The imperfect community of Jesus’ followers, what we now call the Church, is ironically the perfect environment in which to practice and experience forgiveness leading to love. Forgiveness can certainly be tough – but not as tough as we often think. In my own case, I did forgive my church of origin and have continued to love and respect my friends and family who are still participating in that Christian tradition. Doing so, however, was not the result of heroic spiritual effort on my part. Forgiving my church happened slowly, almost mystically, over several years as I continued to muddle along my own spiritual path in other Christian communities. Of course, part of that forgiveness was coming to understand that I had misjudged my church – coming to understand that some of those folks were not just interested in being doctrinally correct. Some of them sat with my mother, prayed with her and read her the Psalms as she lay dying. Some of them prayed for my nephew while he served a 20-year prison sentence for the murder of a homeless man, gave him a good job when he got out of prison, and helped him rebuild a life from ashes. My church helped me understand the fallibility of my moral assessments of other people. It taught me to be less righteous about my resentments and grudges –especially those that were fueled by my perception of motives I had imputed to others. Forgiving my church was, I think, the work of the Holy Spirit mediated through the lives of other Christians who forgave, loved and mentored me along the way.

### ENTRIES PROVIDED
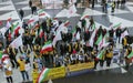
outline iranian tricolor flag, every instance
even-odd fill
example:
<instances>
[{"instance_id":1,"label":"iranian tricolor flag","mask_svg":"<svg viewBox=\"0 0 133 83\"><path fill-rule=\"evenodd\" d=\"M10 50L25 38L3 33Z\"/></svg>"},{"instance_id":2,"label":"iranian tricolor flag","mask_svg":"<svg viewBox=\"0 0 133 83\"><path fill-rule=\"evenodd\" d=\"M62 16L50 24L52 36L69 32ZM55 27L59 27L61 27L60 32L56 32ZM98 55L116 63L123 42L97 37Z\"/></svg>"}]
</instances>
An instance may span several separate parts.
<instances>
[{"instance_id":1,"label":"iranian tricolor flag","mask_svg":"<svg viewBox=\"0 0 133 83\"><path fill-rule=\"evenodd\" d=\"M100 37L98 38L98 40L96 40L96 42L95 42L95 44L98 45L98 46L101 46L102 45L102 43L103 43L103 40L102 40L102 33L100 34Z\"/></svg>"},{"instance_id":2,"label":"iranian tricolor flag","mask_svg":"<svg viewBox=\"0 0 133 83\"><path fill-rule=\"evenodd\" d=\"M9 18L9 19L7 20L6 28L8 28L8 29L11 27L11 23L10 23L10 21L11 21L11 18Z\"/></svg>"},{"instance_id":3,"label":"iranian tricolor flag","mask_svg":"<svg viewBox=\"0 0 133 83\"><path fill-rule=\"evenodd\" d=\"M50 69L45 68L41 71L41 73L39 74L39 77L37 80L37 83L42 83L44 82L45 77L48 76L48 73L50 72Z\"/></svg>"},{"instance_id":4,"label":"iranian tricolor flag","mask_svg":"<svg viewBox=\"0 0 133 83\"><path fill-rule=\"evenodd\" d=\"M105 48L105 46L108 46L108 45L110 44L109 42L106 42L108 35L109 35L109 33L106 33L106 34L104 35L104 38L103 38L102 41L100 42L99 49Z\"/></svg>"},{"instance_id":5,"label":"iranian tricolor flag","mask_svg":"<svg viewBox=\"0 0 133 83\"><path fill-rule=\"evenodd\" d=\"M40 29L39 37L42 38L44 35L42 28Z\"/></svg>"},{"instance_id":6,"label":"iranian tricolor flag","mask_svg":"<svg viewBox=\"0 0 133 83\"><path fill-rule=\"evenodd\" d=\"M120 22L120 23L113 25L113 29L116 30L117 28L121 28L121 24L122 24L122 23Z\"/></svg>"},{"instance_id":7,"label":"iranian tricolor flag","mask_svg":"<svg viewBox=\"0 0 133 83\"><path fill-rule=\"evenodd\" d=\"M0 60L2 59L2 51L0 51Z\"/></svg>"},{"instance_id":8,"label":"iranian tricolor flag","mask_svg":"<svg viewBox=\"0 0 133 83\"><path fill-rule=\"evenodd\" d=\"M39 10L39 17L45 15L44 11L41 9Z\"/></svg>"},{"instance_id":9,"label":"iranian tricolor flag","mask_svg":"<svg viewBox=\"0 0 133 83\"><path fill-rule=\"evenodd\" d=\"M124 38L124 37L126 37L126 35L129 35L127 30L125 30L125 31L121 34L121 38Z\"/></svg>"},{"instance_id":10,"label":"iranian tricolor flag","mask_svg":"<svg viewBox=\"0 0 133 83\"><path fill-rule=\"evenodd\" d=\"M127 55L127 59L132 59L133 58L133 52L131 52L129 55Z\"/></svg>"},{"instance_id":11,"label":"iranian tricolor flag","mask_svg":"<svg viewBox=\"0 0 133 83\"><path fill-rule=\"evenodd\" d=\"M64 27L68 27L70 24L70 21L66 20L65 23L64 23Z\"/></svg>"},{"instance_id":12,"label":"iranian tricolor flag","mask_svg":"<svg viewBox=\"0 0 133 83\"><path fill-rule=\"evenodd\" d=\"M102 58L103 58L103 52L104 52L104 50L102 50L102 51L100 52L100 54L96 56L99 60L102 60Z\"/></svg>"},{"instance_id":13,"label":"iranian tricolor flag","mask_svg":"<svg viewBox=\"0 0 133 83\"><path fill-rule=\"evenodd\" d=\"M11 28L11 33L14 33L16 35L19 34L19 30L20 30L20 24L19 22L17 22L16 24L13 24L13 27Z\"/></svg>"},{"instance_id":14,"label":"iranian tricolor flag","mask_svg":"<svg viewBox=\"0 0 133 83\"><path fill-rule=\"evenodd\" d=\"M51 41L48 41L48 42L45 42L44 45L42 46L40 53L45 53L45 52L50 52L50 51L53 51L52 42L51 42Z\"/></svg>"},{"instance_id":15,"label":"iranian tricolor flag","mask_svg":"<svg viewBox=\"0 0 133 83\"><path fill-rule=\"evenodd\" d=\"M30 19L29 21L28 21L28 24L31 24L31 23L33 23L34 22L34 19Z\"/></svg>"},{"instance_id":16,"label":"iranian tricolor flag","mask_svg":"<svg viewBox=\"0 0 133 83\"><path fill-rule=\"evenodd\" d=\"M10 43L10 45L11 45L12 48L16 48L16 49L18 49L19 46L23 45L23 43L22 43L22 37L19 35L17 39L14 39L14 40Z\"/></svg>"},{"instance_id":17,"label":"iranian tricolor flag","mask_svg":"<svg viewBox=\"0 0 133 83\"><path fill-rule=\"evenodd\" d=\"M4 62L6 60L9 60L9 55L8 54L2 54L1 62Z\"/></svg>"},{"instance_id":18,"label":"iranian tricolor flag","mask_svg":"<svg viewBox=\"0 0 133 83\"><path fill-rule=\"evenodd\" d=\"M69 10L68 10L68 18L72 17L74 13L76 13L76 8L74 4L70 6Z\"/></svg>"},{"instance_id":19,"label":"iranian tricolor flag","mask_svg":"<svg viewBox=\"0 0 133 83\"><path fill-rule=\"evenodd\" d=\"M96 34L96 29L93 31L93 33L92 33L92 35L91 35L91 39L90 39L90 41L89 41L89 44L93 48L93 43L94 43L94 37L95 37L95 34Z\"/></svg>"},{"instance_id":20,"label":"iranian tricolor flag","mask_svg":"<svg viewBox=\"0 0 133 83\"><path fill-rule=\"evenodd\" d=\"M93 25L92 25L92 29L94 30L96 27L95 27L95 23L93 23Z\"/></svg>"}]
</instances>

### JOB
Do the following statements agree with the reflection on forgiving one's church above? For each, answer yes or no and quote the words of the text that settle it. 1. The writer forgave the church through heroic spiritual effort. 2. Some church members read the Psalms to the writer's mother as she lay dying. 3. The church gave the writer's nephew a job before he went to prison.

### EXERCISE RESULT
1. No: "Doing so, however, was not the result of heroic spiritual effort on my part."
2. Yes: "Some of them sat with my mother, prayed with her and read her the Psalms as she lay dying."
3. No: "gave him a good job when he got out of prison"